任务目标 1 —
请把下文关于 Spark SQL 使用 Hudi 的引用文本中的这句话译成英文:“创建一个cow分区外部表,指定primaryKey和preCombineField”。
任务目标 2 —
请重写下方列表中从包含“the green grass”的那一行起直至列表末尾的各行,标注请求原样保留,并给答案中的每个坐标数值加上 -95。

引用文本 —
<<<<
Spark SQL-Hudi基本使用
spark-sql --master yarn \
--deploy-mode client \
--num-executors 2 \
--executor-memory 1g \
--executor-cores 2 \
--jars /usr/local/service/spark/jars/hudi-spark3.4-bundle_2.12-*.jar \
--conf 'spark.serializer=org.apache.spark.serializer.KryoSerializer' \
--conf 'spark.sql.extensions=org.apache.spark.sql.hudi.HoodieSparkSessionExtension' \
--conf 'spark.sql.catalog.spark_catalog=org.apache.spark.sql.hudi.catalog.HoodieCatalog'
建表
建表参数
| 参数名 | 默认值 | 说明 |
|---|---|---|
| primaryKey | uuid | 表的主键名,多个字段用逗号分隔。 同 hoodie.datasource.write.recordkey.field |
| preCombineField | 表的预合并字段。 同 hoodie.datasource.write.precombine.field | |
| type | COW | 创建的表类型: type = 'COW' type = 'MOR' 同hoodie.datasource.write.table.type |
创建非分区表
-- 创建一个cow表,primaryKey 'id',并提供preCombineField
create table hudi_cow_tbl (
id int,
name string,
price double,
ts bigint
) using hudi
tblproperties (
type = 'cow',
primaryKey = 'id',
preCombineField = 'ts'
);
-- 创建一个mor非分区表
create table hudi_mor_tbl (
id int,
name string,
price double,
ts bigint
) using hudi
tblproperties (
type = 'mor',
primaryKey = 'id',
preCombineField = 'ts'
);
创建分区表
-- 创建一个cow分区外部表,指定primaryKey和preCombineField
create table hudi_cow_pt_tbl (
id bigint,
name string,
ts bigint,
dt string,
hh string
) using hudi
tblproperties (
type = 'cow',
primaryKey = 'id',
preCombineField = 'ts'
)
partitioned by (dt, hh)
>>>>
数据摘录 —
<<<<
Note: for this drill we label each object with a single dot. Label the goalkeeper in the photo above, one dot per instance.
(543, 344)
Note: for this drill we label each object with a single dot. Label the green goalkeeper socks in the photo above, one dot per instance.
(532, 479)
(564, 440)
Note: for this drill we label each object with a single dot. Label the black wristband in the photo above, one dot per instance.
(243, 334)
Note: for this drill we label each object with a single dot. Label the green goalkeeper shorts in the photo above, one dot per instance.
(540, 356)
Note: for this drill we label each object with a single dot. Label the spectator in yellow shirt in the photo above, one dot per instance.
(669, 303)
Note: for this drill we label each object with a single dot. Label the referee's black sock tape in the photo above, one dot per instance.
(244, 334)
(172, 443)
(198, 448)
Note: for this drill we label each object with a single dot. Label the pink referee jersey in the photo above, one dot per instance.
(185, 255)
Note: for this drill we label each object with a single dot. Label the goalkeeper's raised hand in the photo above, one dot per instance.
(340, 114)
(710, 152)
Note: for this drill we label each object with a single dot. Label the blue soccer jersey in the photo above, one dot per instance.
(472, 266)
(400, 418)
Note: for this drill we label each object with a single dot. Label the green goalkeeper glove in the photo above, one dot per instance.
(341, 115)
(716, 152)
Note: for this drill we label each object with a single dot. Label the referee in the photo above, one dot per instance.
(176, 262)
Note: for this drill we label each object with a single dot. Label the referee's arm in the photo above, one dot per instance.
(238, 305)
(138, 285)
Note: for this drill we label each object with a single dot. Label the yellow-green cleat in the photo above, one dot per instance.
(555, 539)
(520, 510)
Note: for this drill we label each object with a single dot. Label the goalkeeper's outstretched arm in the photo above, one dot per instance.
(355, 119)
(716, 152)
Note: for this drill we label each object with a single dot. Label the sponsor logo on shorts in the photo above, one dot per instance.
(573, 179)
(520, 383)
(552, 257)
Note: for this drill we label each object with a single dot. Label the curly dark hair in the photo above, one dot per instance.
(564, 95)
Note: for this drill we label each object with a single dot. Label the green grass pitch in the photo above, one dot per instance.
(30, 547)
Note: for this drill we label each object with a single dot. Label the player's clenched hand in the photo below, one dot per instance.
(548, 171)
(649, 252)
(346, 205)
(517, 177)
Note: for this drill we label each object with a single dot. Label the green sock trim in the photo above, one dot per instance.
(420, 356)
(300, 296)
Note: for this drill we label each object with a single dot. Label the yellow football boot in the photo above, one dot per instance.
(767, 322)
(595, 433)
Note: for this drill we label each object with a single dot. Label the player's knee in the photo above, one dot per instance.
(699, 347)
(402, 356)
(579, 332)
>>>>
完整解答 1 —
Create a cow partitioned external table, specifying primaryKey and preCombineField.

完整解答 2 —
Note: for this drill we label each object with a single dot. Label the green grass pitch in the photo above, one dot per instance.
(-65, 452)
Note: for this drill we label each object with a single dot. Label the player's clenched hand in the photo below, one dot per instance.
(453, 76)
(554, 157)
(251, 110)
(422, 82)
Note: for this drill we label each object with a single dot. Label the green sock trim in the photo above, one dot per instance.
(325, 261)
(205, 201)
Note: for this drill we label each object with a single dot. Label the yellow football boot in the photo above, one dot per instance.
(672, 227)
(500, 338)
Note: for this drill we label each object with a single dot. Label the player's knee in the photo above, one dot per instance.
(604, 252)
(307, 261)
(484, 237)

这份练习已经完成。